Fun fact: in the modern era where ~nobody uses CLI email clients any more, a tool called b4 (https://b4.docs.kernel.org/) is used to facilitate the parts of the git workflow that interact with the mailing list. The subcommand that pulls patches out of the list (`b4 mbox`) actually relies on the public web archive of the mailing list, rather than relying on you to have an email account with a subscription to the mailing list yourself (let alone a locally-synced mail database for such an account.)
That makes sense. The first one sounds like basically any PR workflow on GitHub/GitLab whatever. Though I don't really care if people squash/reorder their commits. The only time it's annoying is if someone else branched off your branch and the commit gets rebased out from under them. Though I think rebase --onto helps resolve that problem.
The second one makes sense, but I can't imagine actually working that way on any of the projects I've been in. The amount of work it would take just doesn't make sense. Can totally understand why it would be useful on something like the Linux Kernel though.
You normally have one patch per commit. The patch is the diff between that commit and its parent. (I forget how git format-patch handles the case where there are two parents.)
> (I forget how git format-patch handles the case where there are two parents.)
As per [0] merge commits are dropped:
Note that format-patch will omit merge commits from the output, even if they are part of the requested range. A simple "patch" does not include enough information for the receiving end to reproduce the same merge commit.
I originally thought it would use --first-parent (so just diff vs the first parent, which is what I would want) but apparently no! It is possible to get this behaviour using git log as detailed in this great write-up [1].
If that's the case I'm assuming the commit itself is quite large then? Or maybe it would more accurate to say it can be large if all the changes logically go together?

Object pointing dataset rows:

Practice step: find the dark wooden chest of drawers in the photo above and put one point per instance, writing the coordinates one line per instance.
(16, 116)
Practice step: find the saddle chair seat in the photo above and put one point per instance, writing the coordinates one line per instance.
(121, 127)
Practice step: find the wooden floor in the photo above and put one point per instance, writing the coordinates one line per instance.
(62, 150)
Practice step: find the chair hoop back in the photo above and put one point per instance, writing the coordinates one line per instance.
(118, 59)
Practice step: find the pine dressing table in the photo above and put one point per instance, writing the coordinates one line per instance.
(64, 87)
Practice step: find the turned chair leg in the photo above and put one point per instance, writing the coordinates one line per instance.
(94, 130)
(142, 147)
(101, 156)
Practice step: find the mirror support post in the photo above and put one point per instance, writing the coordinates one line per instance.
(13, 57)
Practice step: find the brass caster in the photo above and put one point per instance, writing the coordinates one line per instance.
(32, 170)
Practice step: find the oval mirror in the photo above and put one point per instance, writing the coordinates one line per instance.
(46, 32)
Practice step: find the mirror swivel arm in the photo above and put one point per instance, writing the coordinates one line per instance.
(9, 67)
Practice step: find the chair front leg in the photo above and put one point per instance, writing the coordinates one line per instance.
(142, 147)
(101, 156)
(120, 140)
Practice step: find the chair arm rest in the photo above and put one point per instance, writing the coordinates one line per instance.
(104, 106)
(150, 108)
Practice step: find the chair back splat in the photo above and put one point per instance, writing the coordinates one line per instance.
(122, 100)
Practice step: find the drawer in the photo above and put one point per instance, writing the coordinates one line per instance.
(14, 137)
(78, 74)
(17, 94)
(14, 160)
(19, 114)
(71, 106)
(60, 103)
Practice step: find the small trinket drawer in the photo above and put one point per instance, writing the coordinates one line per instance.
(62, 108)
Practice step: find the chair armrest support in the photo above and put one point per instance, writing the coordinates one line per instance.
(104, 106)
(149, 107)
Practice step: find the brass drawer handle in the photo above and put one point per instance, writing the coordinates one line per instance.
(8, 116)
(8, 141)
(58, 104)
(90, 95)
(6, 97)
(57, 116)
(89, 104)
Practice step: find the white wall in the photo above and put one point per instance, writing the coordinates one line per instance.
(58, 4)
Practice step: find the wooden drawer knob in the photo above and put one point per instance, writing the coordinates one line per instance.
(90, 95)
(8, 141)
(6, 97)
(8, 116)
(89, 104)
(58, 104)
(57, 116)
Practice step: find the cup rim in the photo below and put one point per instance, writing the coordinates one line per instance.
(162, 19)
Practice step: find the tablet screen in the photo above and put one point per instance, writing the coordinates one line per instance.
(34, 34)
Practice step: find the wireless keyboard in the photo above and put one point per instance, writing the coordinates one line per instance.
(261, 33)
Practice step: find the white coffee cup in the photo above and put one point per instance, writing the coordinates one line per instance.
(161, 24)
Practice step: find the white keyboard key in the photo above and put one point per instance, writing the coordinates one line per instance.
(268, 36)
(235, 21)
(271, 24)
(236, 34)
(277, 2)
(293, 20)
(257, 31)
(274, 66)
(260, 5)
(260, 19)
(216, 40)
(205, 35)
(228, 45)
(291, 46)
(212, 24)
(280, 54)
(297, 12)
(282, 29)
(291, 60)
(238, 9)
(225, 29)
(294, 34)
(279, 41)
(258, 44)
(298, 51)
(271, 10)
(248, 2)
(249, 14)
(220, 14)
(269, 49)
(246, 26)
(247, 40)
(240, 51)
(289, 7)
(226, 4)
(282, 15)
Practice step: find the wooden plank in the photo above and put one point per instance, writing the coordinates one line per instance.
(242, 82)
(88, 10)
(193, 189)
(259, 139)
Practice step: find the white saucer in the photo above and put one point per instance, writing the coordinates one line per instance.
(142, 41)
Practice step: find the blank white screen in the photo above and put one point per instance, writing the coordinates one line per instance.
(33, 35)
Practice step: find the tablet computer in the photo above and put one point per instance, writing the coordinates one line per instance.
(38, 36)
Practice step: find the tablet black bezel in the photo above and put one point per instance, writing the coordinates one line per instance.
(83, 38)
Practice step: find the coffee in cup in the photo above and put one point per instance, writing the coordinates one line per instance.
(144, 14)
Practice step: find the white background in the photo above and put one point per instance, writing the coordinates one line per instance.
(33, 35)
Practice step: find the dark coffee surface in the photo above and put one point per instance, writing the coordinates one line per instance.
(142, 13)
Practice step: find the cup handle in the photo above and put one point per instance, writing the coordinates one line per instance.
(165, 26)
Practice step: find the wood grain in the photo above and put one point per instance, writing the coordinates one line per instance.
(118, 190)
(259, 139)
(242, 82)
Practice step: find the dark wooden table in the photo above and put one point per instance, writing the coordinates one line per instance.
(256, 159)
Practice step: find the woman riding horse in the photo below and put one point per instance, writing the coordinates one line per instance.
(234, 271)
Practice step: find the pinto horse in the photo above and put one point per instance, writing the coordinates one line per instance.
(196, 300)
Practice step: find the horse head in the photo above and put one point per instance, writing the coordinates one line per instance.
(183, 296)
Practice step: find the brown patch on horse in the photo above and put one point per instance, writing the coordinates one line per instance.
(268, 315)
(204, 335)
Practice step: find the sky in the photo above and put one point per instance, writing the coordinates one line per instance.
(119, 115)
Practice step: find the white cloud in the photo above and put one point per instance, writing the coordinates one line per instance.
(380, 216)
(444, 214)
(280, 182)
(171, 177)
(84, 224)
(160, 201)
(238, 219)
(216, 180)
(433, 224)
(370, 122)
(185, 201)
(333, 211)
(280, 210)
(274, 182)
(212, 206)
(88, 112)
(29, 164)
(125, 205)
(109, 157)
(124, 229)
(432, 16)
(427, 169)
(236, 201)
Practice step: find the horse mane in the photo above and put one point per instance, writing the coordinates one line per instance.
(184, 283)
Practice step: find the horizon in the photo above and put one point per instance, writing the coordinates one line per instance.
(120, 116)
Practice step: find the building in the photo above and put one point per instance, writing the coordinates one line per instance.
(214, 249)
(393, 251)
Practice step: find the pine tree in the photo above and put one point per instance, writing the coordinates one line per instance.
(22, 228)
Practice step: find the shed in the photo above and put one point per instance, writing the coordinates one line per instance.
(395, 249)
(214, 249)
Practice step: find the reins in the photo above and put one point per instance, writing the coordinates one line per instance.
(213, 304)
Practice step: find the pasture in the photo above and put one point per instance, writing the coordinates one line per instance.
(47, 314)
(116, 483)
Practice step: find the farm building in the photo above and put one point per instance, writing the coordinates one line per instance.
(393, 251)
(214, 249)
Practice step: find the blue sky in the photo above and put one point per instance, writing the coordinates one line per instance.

§ **ACTIONS TO TAKE**:
a - Quote the stretch of the thread about git patches from "You normally have" through "great write-up [1].".
b - Render this sentence from the thread about git patches in Spanish: "The patch is the diff between that commit and its parent."
c - Summarize the thread about git patches in two sentences.

§ **ANSWERS IN ORDER**:
a -
You normally have one patch per commit. The patch is the diff between that commit and its parent. (I forget how git format-patch handles the case where there are two parents.)
> (I forget how git format-patch handles the case where there are two parents.)
As per [0] merge commits are dropped:
Note that format-patch will omit merge commits from the output, even if they are part of the requested range. A simple "patch" does not include enough information for the receiving end to reproduce the same merge commit.
I originally thought it would use --first-parent (so just diff vs the first parent, which is what I would want) but apparently no! It is possible to get this behaviour using git log as detailed in this great write-up [1].

b - El parche es el diff entre ese commit y su padre.

c - The thread explains that the `b4 mbox` subcommand of the b4 tool pulls patches from the mailing list's public web archive, so no subscribed email account is needed. It also notes that there is normally one patch per commit, and that git format-patch omits merge commits because a simple patch lacks enough information to reproduce them.